[Data lines]
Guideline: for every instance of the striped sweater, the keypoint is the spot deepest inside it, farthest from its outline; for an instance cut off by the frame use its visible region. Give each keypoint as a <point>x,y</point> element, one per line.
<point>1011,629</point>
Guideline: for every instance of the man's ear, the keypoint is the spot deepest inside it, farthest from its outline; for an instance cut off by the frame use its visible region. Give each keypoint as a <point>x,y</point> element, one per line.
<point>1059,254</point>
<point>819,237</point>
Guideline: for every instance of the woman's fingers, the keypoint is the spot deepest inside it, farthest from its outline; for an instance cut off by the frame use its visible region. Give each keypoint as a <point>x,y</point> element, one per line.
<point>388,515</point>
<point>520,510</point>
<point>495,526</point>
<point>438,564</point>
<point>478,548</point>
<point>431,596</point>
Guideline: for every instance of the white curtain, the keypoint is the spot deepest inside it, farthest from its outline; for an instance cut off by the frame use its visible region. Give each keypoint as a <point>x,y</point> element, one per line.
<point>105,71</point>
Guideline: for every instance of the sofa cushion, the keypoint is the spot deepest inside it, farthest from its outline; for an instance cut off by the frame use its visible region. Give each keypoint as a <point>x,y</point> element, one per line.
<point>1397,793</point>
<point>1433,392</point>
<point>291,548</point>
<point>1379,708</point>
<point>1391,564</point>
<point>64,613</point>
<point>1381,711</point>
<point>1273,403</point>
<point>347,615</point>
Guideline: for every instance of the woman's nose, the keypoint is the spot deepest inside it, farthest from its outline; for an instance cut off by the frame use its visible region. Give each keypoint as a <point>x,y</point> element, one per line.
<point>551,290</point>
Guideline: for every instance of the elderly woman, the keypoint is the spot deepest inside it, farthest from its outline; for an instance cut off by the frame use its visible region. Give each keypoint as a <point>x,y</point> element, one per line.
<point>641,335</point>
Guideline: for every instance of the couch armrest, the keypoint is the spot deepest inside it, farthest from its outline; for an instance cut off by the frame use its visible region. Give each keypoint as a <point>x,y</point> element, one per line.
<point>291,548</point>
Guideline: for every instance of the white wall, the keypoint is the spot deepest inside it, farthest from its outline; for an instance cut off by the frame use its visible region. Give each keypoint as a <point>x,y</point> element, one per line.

> What you have to do
Copy all of the records above verbatim, with no changes.

> Output for this exercise
Guideline: for every instance of the striped sweater, the keypoint is the spot deepest inside it, farthest from its outline; for an instance cut off by the frame use its visible region. Give each keypoint as a <point>x,y</point> element, one per line.
<point>1011,629</point>
Guideline: for every instance of the man's ear, the keypoint is the spot deepest inside it, farthest from its outline; for an instance cut off by the frame use its visible region. Give each keypoint as a <point>x,y</point> element, one per line.
<point>1059,254</point>
<point>819,237</point>
Guideline: for every instance of the woman's fingers, the keypoint is the spot deepest inside it, farthest from its outline; for an instance cut off by the frame use its visible region. Give each keypoint as a <point>x,y</point> element, one per line.
<point>388,515</point>
<point>520,510</point>
<point>495,526</point>
<point>438,564</point>
<point>478,548</point>
<point>431,596</point>
Guideline: for every instance of the white curtain, the keypoint is the spot deepest inside it, farthest from its outline; for an instance cut off by the frame use its visible region. Give each keypoint as a <point>x,y</point> element, one per line.
<point>105,71</point>
Guideline: for every instance of the sofa cushion, the keypoint is the spot deepest inside it, farthest from its outline; for an instance cut off by the frame use its visible region. Give each keypoint as a <point>x,y</point> element, one per line.
<point>1397,793</point>
<point>1433,392</point>
<point>291,548</point>
<point>1379,708</point>
<point>1391,564</point>
<point>64,613</point>
<point>1381,711</point>
<point>1273,403</point>
<point>347,615</point>
Guideline: for every instance of the woman's nose, the keypoint is the spot deepest inside it, farthest from its outline; for an instance cut off by the frame use its visible region. Give each keypoint as a <point>x,y</point> element, one per line.
<point>551,290</point>
Guideline: for every instance of the elderly woman, the keypoint is the spot deepest inside it, farthest from its outline; for an instance cut off by the frame use its visible region. Give each keypoint as a <point>x,y</point> element, one per line.
<point>641,335</point>
Guideline: for every instance of the couch armrest, the keypoint is the spot deepest inside it, farthest from its outline; for an instance cut off by the frame use its visible region. Give each keypoint as a <point>x,y</point> element, one per line.
<point>291,548</point>
Guideline: for every instance of the white wall, the keypoint is the spot deepest inside it, farthest from its outline; for an instance cut off by the frame use its visible region. Give each keypoint as a <point>x,y</point> element, one per line.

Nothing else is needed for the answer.